What this exercise asks
(1) Copy the article on the Arkansas cybersecurity consortium word for word, from "Acxiom of Conway, a" down to "earlier this year.".
(2) In the article on the Arkansas cybersecurity consortium, rewrite the paragraph beginning "Watson said cybercrime not only brings risks" as a short bulleted list that keeps its main facts.
(3) Answer these questions from the article on the Arkansas cybersecurity consortium:
(a) Which three institutions announced the new consortium?
(b) In what city is Acxiom based?
(c) By what percentage have cyberattacks increased since the pandemic began, according to Watson?

Consortium Aims to Make Arkansas a Leader in Cybersecurity

Consortium Aims to Make Arkansas a Leader in Cybersecurity
Lee Watson, founder of the Forge Institute. The institute is part of a new consortium that aims to make the state a national leader in cybersecurity. (Jason Burt)

The University of Arkansas at Little Rock, the Forge Institute of Little Rock and the University of Arkansas at Pine Bluff on Wednesday announced a new consortium that aims to make the state a national leader in cybersecurity.

The Consortium for Cyber Innovation will bring industry, academic, nonprofit, government and even military partners together to collaborate on workforce development, research, and innovation. Their goals are to create “a strategic regional industry cluster in emerging technologies,” accelerate the development of the state’s cybersecurity workforce and aid the creation of more high-paying tech jobs in Arkansas. 

Also envisioned is a cyber talent pipeline from pre-kindergarten through graduate level students at higher education institutions and adding consistency to cybersecurity curriculums, which vary widely. 

The universities already have undergraduate and graduate computer science programs, while the Forge Institute is a nonprofit that offers training for current and prospective cybersecurity professionals.

Acxiom of Conway, a data management, data science and privacy technology firm, was one of the industry partners represented Wednesday at the announcement at UA Little Rock Downtown in Little Rock.

Forge Institute CEO Lee Watson said industry analysts are showing that cybercrime is expected to cost the world over $10 trillion annually by 2025 and cyberattacks have increased by 600% since the pandemic began. Both figures have been reported by national media outlets earlier this year.

Watson said cybercrime not only brings risks for companies, which are being attacked, but also economic opportunities for Arkansas. He said there are 1,400-plus open cybersecurity jobs across the state, and 467,000 across the U.S. Both figures are expected to grow fast over the next few years, and these jobs also pay $40,000 to more than $100,000 a year, he said.

He called the consortium a “first of its kind” effort to seize these opportunities.

Lee also said, in response to an audience member’s question, that companies can participate in and benefit from the consortium in many ways. They can hire new talent, take on apprentices and interns, mentor students, help fund and access undergraduate research, and inform educators as they develop curriculum.

Record excerpts
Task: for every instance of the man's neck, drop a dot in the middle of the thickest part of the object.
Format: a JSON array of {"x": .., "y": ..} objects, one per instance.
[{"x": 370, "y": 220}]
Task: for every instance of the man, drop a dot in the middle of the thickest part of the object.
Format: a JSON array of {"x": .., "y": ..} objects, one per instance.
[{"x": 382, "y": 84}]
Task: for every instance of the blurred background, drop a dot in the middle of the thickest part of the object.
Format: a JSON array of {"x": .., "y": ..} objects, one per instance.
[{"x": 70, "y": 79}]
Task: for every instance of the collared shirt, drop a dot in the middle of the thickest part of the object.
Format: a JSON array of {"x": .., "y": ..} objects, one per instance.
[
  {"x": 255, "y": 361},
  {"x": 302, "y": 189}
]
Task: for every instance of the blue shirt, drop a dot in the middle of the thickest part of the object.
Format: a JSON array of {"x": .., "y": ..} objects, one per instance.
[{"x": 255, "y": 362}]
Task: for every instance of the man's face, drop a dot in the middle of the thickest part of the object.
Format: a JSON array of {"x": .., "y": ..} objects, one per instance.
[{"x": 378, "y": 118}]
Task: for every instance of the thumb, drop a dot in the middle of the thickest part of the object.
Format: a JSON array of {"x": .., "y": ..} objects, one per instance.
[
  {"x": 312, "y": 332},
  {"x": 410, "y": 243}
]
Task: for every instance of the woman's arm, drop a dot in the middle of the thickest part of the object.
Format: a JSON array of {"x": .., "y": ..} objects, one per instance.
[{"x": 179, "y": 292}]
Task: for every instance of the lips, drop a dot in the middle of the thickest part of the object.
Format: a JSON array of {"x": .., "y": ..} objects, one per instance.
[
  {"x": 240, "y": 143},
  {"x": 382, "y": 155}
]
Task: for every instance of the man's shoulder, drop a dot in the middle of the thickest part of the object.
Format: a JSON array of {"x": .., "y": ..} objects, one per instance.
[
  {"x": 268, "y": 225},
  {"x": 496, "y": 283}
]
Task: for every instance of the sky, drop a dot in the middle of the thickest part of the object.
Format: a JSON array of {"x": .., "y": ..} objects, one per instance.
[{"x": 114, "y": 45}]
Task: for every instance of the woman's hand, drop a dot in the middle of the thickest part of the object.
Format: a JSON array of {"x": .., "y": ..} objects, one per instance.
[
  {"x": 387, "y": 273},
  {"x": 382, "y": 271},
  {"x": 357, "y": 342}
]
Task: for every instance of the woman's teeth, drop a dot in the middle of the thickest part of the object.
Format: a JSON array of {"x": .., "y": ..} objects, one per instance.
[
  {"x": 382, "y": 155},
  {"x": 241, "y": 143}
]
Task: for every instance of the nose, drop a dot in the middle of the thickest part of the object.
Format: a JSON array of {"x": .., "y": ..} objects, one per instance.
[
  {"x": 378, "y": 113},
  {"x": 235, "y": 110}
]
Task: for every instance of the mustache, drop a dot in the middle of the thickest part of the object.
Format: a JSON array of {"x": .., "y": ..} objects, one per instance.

Task answers
(1)
Acxiom of Conway, a data management, data science and privacy technology firm, was one of the industry partners represented Wednesday at the announcement at UA Little Rock Downtown in Little Rock.

Forge Institute CEO Lee Watson said industry analysts are showing that cybercrime is expected to cost the world over $10 trillion annually by 2025 and cyberattacks have increased by 600% since the pandemic began. Both figures have been reported by national media outlets earlier this year.

(2)
According to Watson:
- Cybercrime brings risks for companies under attack but also economic opportunities for Arkansas.
- There are more than 1,400 open cybersecurity jobs in Arkansas and 467,000 across the U.S.
- Both figures are expected to grow fast over the next few years.
- These jobs pay from $40,000 to more than $100,000 a year.

(3)
(a) The University of Arkansas at Little Rock, the Forge Institute of Little Rock and the University of Arkansas at Pine Bluff.
(b) Conway.
(c) 600%.